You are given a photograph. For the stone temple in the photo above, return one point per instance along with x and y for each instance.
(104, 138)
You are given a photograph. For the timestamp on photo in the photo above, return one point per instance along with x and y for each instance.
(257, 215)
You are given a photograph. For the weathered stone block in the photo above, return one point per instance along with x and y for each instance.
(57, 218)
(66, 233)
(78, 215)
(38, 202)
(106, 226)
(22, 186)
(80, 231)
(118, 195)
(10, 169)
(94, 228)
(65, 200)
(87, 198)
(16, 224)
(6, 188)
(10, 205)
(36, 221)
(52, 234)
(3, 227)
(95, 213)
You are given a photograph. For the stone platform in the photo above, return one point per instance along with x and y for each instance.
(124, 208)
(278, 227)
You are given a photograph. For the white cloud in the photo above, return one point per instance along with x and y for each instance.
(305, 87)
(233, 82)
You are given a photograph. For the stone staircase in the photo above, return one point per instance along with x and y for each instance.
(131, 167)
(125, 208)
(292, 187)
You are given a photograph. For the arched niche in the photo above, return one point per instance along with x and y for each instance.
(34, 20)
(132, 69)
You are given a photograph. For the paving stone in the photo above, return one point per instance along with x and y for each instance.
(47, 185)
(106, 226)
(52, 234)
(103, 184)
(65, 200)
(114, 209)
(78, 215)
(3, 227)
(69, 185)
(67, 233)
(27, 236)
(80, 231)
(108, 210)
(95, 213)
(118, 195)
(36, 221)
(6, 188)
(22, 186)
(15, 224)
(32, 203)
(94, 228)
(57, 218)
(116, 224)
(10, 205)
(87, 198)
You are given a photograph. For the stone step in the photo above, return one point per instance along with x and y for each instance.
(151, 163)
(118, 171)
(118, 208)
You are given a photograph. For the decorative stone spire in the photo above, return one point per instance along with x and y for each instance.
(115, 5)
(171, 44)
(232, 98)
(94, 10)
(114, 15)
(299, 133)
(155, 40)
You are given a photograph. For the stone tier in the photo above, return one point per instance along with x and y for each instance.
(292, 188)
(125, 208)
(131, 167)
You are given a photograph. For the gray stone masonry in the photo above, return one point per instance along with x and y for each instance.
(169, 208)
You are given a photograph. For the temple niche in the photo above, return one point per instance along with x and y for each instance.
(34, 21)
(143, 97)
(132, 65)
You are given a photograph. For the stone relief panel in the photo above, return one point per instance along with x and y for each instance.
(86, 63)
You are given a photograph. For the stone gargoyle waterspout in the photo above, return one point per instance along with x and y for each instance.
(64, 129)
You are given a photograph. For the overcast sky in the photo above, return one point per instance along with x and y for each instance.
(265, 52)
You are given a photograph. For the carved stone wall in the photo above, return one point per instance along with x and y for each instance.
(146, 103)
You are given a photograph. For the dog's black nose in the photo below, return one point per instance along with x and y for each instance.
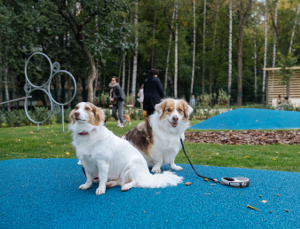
(175, 118)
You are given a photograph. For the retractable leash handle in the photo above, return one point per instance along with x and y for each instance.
(236, 182)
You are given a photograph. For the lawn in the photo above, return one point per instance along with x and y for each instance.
(50, 142)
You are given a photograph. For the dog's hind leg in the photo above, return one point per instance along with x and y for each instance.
(111, 184)
(128, 186)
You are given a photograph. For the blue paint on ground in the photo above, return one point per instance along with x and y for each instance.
(37, 193)
(251, 118)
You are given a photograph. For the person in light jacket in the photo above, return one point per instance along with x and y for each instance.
(153, 91)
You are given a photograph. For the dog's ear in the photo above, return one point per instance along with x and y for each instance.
(71, 116)
(99, 116)
(160, 107)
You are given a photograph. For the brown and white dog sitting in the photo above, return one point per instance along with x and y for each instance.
(114, 160)
(158, 138)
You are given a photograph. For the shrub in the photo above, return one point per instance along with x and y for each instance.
(223, 98)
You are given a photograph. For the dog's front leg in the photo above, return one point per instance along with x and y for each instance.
(89, 181)
(103, 169)
(175, 167)
(157, 164)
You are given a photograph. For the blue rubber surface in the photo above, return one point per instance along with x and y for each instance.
(251, 118)
(37, 193)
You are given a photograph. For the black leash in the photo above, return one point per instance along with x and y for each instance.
(237, 182)
(203, 177)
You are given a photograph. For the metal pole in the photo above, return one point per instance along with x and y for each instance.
(62, 114)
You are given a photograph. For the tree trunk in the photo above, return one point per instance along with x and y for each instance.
(176, 51)
(265, 56)
(6, 85)
(276, 31)
(169, 48)
(152, 53)
(123, 79)
(92, 75)
(203, 56)
(230, 51)
(214, 44)
(274, 45)
(242, 22)
(96, 82)
(255, 60)
(293, 33)
(135, 54)
(194, 48)
(128, 83)
(120, 68)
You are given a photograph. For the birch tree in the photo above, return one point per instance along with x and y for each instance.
(194, 47)
(152, 53)
(213, 48)
(169, 48)
(123, 79)
(176, 51)
(134, 72)
(203, 56)
(274, 44)
(265, 54)
(255, 62)
(128, 82)
(242, 23)
(293, 33)
(230, 51)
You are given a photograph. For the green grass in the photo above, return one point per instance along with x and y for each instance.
(50, 142)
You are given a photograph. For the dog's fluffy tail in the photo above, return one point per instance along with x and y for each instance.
(160, 180)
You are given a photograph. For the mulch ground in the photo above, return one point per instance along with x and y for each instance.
(249, 137)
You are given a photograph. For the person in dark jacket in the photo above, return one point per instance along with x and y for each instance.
(153, 92)
(116, 97)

#####

Do this: Print each line of the material above exactly, with the pictures removed from your copy.

Output for this task:
You are given a photograph. For the stone temple in the photo above, return one point per instance along with x and y for each instance.
(104, 138)
You are given a photograph. For the timestamp on photo in the photo above, return one point per instance along with x and y for each instance.
(257, 215)
You are given a photograph. For the weathered stone block in the photo above, return one point per instance along with x and y for each instance.
(57, 218)
(66, 233)
(78, 215)
(38, 202)
(106, 226)
(22, 186)
(80, 231)
(118, 195)
(10, 169)
(94, 228)
(65, 200)
(87, 198)
(16, 224)
(6, 188)
(10, 205)
(36, 221)
(52, 234)
(3, 227)
(95, 213)
You are given a photograph. For the stone platform in the photo above, return one point per instance along with x and y for each instance.
(124, 208)
(278, 227)
You are given a photograph. For the white cloud in the photo above, return one point per instance along with x and y for each instance.
(305, 87)
(233, 82)
You are given a photograph. For the stone staircase in the photo above, return one point per instance along with x and y for each instance.
(131, 167)
(125, 208)
(292, 187)
You are given a photograph. For the arched niche in the photo above, return one point per instance along with x and y for each instance.
(34, 20)
(132, 69)
You are given a photograph. For the paving stone in the photo above, return one point per instance along with x and y for each instance.
(47, 185)
(106, 226)
(52, 234)
(103, 184)
(65, 200)
(114, 209)
(78, 215)
(3, 227)
(69, 185)
(67, 233)
(27, 236)
(80, 231)
(108, 210)
(95, 213)
(118, 195)
(36, 221)
(6, 188)
(22, 186)
(15, 224)
(32, 203)
(94, 228)
(57, 218)
(116, 224)
(10, 205)
(87, 198)
You are given a photograph. For the stone step in the photo above, return one point per instance along with x and y for each instance.
(151, 163)
(118, 171)
(118, 208)
You are given a photograph. For the decorative stone spire in the photo above, return one point per instance along with x and y for each instance.
(115, 5)
(171, 44)
(232, 98)
(94, 10)
(114, 15)
(299, 133)
(155, 40)
You are given a photograph. For the stone tier in the photo above, return one point per instance along with x and y for each instance.
(292, 188)
(125, 208)
(131, 167)
You are given a photograph. For the gray stone masonry in the photo above, return one point per instance along with x and y for each instance.
(169, 208)
You are given a photograph. For the temple niche in the photo above, return one point per instance along with x and y for each instance.
(34, 21)
(143, 97)
(132, 65)
You are given a photograph. For the stone relief panel in the photo above, return one point per instance along with x and y for each instance.
(86, 63)
You are given a photograph. For the stone gargoyle waterspout in the photo above, return one point per instance along with x and y for each instance.
(64, 129)
You are given a photograph. For the overcast sky in the photo above, return one point per instance along with x and y for each instance.
(265, 52)
You are given a photograph. For the carved stone wall in the photo above, return one point per instance along with x and y for each instance.
(146, 103)
You are given a photograph. For the dog's black nose in the photo below, return one point per instance along with x and y for each instance.
(175, 118)
You are given a photograph. For the retractable leash handle in the photo above, return one point per instance along with x and y for each instance.
(236, 182)
You are given a photograph. For the lawn in the photo above, return one point per instance along with x and y for each instance.
(50, 142)
You are given a photograph. For the dog's hind leg in the photo above, return one point per instance along with x and y for each instance.
(111, 184)
(128, 186)
You are given a photograph. For the blue paint on ground in the photo above, return one point per instance along with x and y for each instance.
(37, 193)
(251, 118)
You are given a photograph. For the person in light jacket in the photo above, return one point per instance along with x and y for each instance.
(153, 91)
You are given a photograph. For the dog's ear in the photo above, return one point per instance along with x and y for each instance.
(71, 116)
(99, 116)
(160, 107)
You are given a photograph. For the brown and white dog sitting in the photo above, return one point per instance along with x and y for each instance.
(114, 160)
(158, 138)
You are given a photograph. For the shrub in the photo above, return one point per instance along with x and y for each instance.
(223, 98)
You are given a photograph. For the dog's front leg in the photo above, return one point per instance along with x and y for each instance.
(89, 181)
(103, 169)
(175, 167)
(157, 164)
You are given a photograph. For the blue rubber surface in the photo above, return one point per instance along with x and y for each instance.
(251, 118)
(37, 193)
You are given a photograph. For the black leash in the photo above, return one point per instance along with x and y for each instance.
(237, 182)
(203, 177)
You are given a photograph. For the metal pole in the photo above, return one point per instance along with x and y for each instance.
(62, 114)
You are given a photograph. For the tree trunk in the photo above, return one point per instance along with x and y for each instance.
(176, 51)
(265, 56)
(6, 85)
(276, 31)
(169, 48)
(152, 53)
(123, 79)
(92, 75)
(203, 56)
(230, 51)
(214, 44)
(274, 45)
(242, 22)
(96, 82)
(255, 60)
(293, 33)
(135, 54)
(194, 48)
(128, 83)
(120, 68)
You are given a photograph. For the birch tree in the photo above, return one point per instance along with x and y for each instance.
(194, 47)
(152, 53)
(213, 48)
(169, 48)
(123, 79)
(176, 51)
(134, 72)
(203, 56)
(274, 44)
(265, 54)
(255, 62)
(128, 82)
(242, 23)
(293, 33)
(230, 51)
You are given a photograph. For the green grass in the photo above, return one point per instance along with x and y for each instance.
(50, 142)
You are given a photograph. For the dog's fluffy tail in the photo above, return one point per instance along with x and y for each instance.
(160, 180)
You are given a photograph. For the mulch ground in the photo above, return one point per instance along with x and y for each instance.
(249, 137)
You are given a photograph. For the person in dark jacket in the photo above, return one point per instance along with x and y for each instance.
(153, 92)
(116, 97)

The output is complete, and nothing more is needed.